▶ **WHAT IS EXPECTED**
A word-for-word reproduction of the data below is needed, with no pictures in it.

▶ **THE INPUT**
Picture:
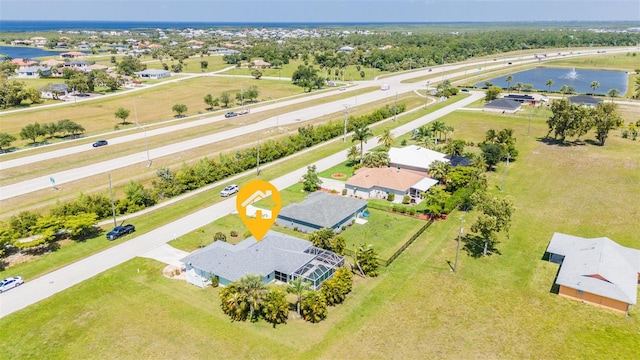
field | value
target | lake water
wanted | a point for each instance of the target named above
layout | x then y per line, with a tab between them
538	77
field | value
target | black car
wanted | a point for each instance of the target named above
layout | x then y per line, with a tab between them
119	231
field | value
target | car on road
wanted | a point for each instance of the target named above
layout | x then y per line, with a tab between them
229	190
10	283
119	231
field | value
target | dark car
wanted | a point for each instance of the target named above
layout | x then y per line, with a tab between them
119	231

▶ **RESPONSE**
Picture:
field | value
target | lake water
wanted | a point for each instance of the target named above
layout | x then y per line, with a tab between them
538	77
field | value
target | black car
wanted | a point for each instance of the target named above
layout | x then y per line, with a tab between them
119	231
field | value
target | car on road
wanted | a point for each instance of the target named above
layout | x then y per line, with a tab between them
229	190
10	283
119	231
field | value
target | dark car
wanted | a point for each instance of the target named above
layout | x then y per line, with a tab between them
119	231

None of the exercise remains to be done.